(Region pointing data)
+ + + + + + +

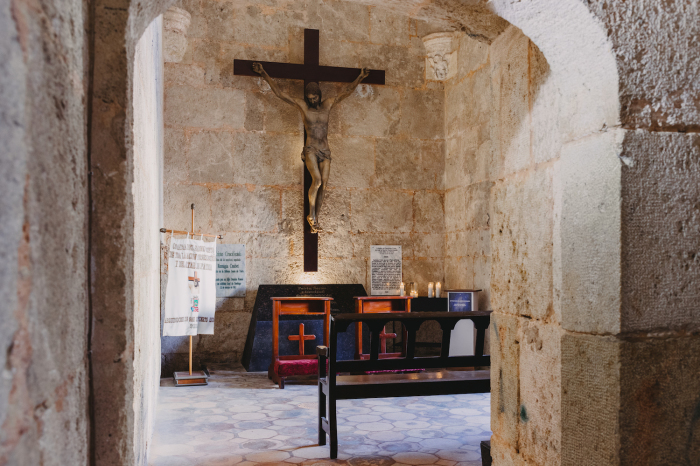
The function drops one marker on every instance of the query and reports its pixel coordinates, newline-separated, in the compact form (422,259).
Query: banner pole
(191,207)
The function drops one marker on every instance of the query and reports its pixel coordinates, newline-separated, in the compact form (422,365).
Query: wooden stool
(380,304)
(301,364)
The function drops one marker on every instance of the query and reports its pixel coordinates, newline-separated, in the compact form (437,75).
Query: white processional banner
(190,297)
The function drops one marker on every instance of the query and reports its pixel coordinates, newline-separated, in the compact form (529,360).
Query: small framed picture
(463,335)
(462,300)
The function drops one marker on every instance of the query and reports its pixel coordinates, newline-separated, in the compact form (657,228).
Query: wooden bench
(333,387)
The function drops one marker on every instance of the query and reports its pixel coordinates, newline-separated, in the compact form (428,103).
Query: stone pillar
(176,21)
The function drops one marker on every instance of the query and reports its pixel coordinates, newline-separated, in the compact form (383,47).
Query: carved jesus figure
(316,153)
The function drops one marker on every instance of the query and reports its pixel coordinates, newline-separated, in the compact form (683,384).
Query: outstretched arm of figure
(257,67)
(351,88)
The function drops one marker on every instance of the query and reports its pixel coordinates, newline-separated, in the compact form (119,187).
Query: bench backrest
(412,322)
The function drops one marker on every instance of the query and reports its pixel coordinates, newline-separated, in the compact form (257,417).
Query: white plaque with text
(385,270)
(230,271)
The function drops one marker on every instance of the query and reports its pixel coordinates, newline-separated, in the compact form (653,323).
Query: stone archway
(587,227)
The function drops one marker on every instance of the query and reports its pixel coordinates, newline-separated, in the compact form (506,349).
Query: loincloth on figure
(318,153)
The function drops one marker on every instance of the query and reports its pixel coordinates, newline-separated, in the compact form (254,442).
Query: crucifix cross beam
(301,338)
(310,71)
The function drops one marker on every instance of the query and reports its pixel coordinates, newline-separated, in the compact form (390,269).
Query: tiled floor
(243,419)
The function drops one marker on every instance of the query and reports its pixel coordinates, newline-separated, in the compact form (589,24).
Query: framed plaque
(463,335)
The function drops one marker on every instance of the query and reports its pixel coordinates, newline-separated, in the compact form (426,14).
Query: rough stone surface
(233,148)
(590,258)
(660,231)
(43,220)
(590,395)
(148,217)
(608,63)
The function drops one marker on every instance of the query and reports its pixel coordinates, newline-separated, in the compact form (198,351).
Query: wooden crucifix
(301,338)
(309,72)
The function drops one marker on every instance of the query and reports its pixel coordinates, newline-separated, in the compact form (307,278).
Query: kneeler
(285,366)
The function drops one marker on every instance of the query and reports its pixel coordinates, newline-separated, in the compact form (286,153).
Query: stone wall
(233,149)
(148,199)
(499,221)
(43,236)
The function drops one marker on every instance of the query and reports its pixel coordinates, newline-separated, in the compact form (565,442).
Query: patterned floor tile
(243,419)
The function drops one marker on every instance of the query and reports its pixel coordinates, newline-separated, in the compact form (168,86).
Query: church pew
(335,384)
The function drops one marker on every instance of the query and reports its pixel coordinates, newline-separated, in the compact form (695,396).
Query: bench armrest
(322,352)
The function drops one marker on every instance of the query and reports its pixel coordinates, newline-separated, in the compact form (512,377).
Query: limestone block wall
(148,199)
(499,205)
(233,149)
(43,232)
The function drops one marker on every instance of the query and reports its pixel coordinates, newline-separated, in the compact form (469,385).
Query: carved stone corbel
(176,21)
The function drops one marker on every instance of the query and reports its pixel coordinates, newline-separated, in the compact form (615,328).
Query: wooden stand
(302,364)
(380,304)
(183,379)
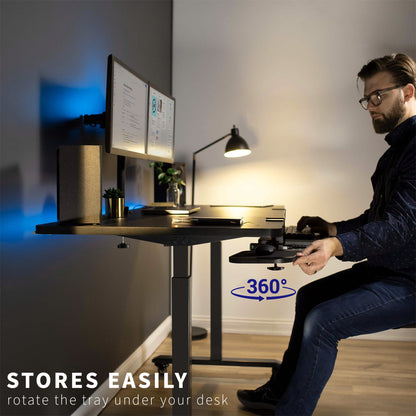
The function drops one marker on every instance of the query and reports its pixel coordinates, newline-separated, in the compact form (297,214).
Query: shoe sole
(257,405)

+ + + + + + +

» **WHAT YOU NEED TO DO**
Reproduce every record verbatim, please. Omit the images.

» **RESULT BELOW**
The function drops one marker on every instance of the query and reports its pixel coordinates, newline-separated, in the compact form (422,259).
Query: banner pole
(191,207)
The function drops one marker on every instance of the query and reports its pixel coordinates, newline-separated, in the compact form (422,365).
Query: wooden stool
(380,304)
(301,364)
The function drops one marker on every instance of the query and reports its pixel coordinates, newline-separated, in the compact form (437,75).
Query: white processional banner
(190,297)
The function drops one marker on every instance of the query and reports its pixel coordinates, newline-separated, in the compact form (529,360).
Query: small framed picture
(463,335)
(462,300)
The function drops one marker on every instance of the query and reports its pixel coordinates, newline-separated, in the compact form (657,228).
Query: wooden bench
(333,387)
The function drops one marker on every instance of the query and reports its pixel coordinates, newline-separated, in the compact form (428,103).
Query: stone pillar
(176,21)
The function drops one marker on every instance of the query and reports its pixel coordinates, newline-separated, in the compact form (383,47).
Query: carved jesus figure
(316,153)
The function drops one marker on every instance of the query and reports its pixel coordinates, newline-separated, in the compact form (683,384).
Query: outstretched arm of figure
(257,67)
(351,88)
The function drops one marker on every instance of the query and reports its pixel coordinates, newline-separated, in the compact form (119,187).
Query: bench backrest
(412,322)
The function drops one marker on every instance of the query and reports its pixel coordinates, newline-separated, in the compact form (257,417).
Query: white plaque with text
(385,270)
(230,271)
The function drops one marker on every instance of the query and reports its pixel coordinates, newline-separated, in the compact form (653,323).
Query: stone archway
(587,227)
The function drops one marker on every instance of the query and reports its pixel coordinates, newline-separated, in the compact form (506,349).
Query: loincloth on figure
(318,153)
The function drops one marker on every instance of the query and reports its pixel coordinates, newline-separated, in the compact form (254,442).
Query: crucifix cross beam
(301,338)
(310,71)
The function drops one marker on every instance of the query and reports its pixel coordinates, newline-separated, in the compact form (390,269).
Query: tiled floor
(243,419)
The function drops one marker on every instance of the query and reports its pixel coordinates, newline-separated, in the compact form (589,24).
Query: framed plaque
(463,335)
The function drops one marker on every instance of the query and reports its pixel coordinates, newline-separated, in the compact form (426,14).
Query: rough stone surface
(233,148)
(590,258)
(660,231)
(43,220)
(590,395)
(148,217)
(608,63)
The function drops one marker on every instance of the query and reports its pixel coordinates, newline-separated, in the compact form (198,351).
Query: wooden crucifix
(301,338)
(309,72)
The function drops one marker on every instance of the query and reports its pixel coordinates, newline-separated, in the compact form (307,278).
Query: kneeler
(285,366)
The function drops one marker on every instance of the query and reports its pixel coordinates, newline-separated, in the compact form (286,153).
Query: stone wall
(233,149)
(148,199)
(499,221)
(43,236)
The function drops one marker on every instance of the query and reports its pixel coordinates, newline-separated, in the compact form (565,442).
Query: patterned floor tile
(243,419)
The function drops one marker on every instance of the query and reports its pixel coordinates, newline-separated, in the compact form (168,86).
Query: church pew
(335,384)
The function drops one marker on every instance of the query and reports its pixel coordinates, newline-separated, in the compact form (695,396).
Query: bench armrest
(322,352)
The function drops one marker on every instance of the query and reports its pixel coordinates, newline-separated, in the compact form (512,377).
Query: limestone block wall
(148,199)
(499,205)
(233,149)
(43,232)
The function drops one marker on every instance of the query and reports its pixel coordinates, newline-separated, in the compact form (469,385).
Query: carved stone corbel
(176,21)
The function drops one marker on every instance of the query and reports its pixel coordinates, newline-separated, in the compact form (615,328).
Query: wooden stand
(302,364)
(380,304)
(183,379)
The function drops one marker on every instance of the query and reports its pixel coordinates, newline-separated, in the compact form (297,214).
Query: shoe sole
(257,405)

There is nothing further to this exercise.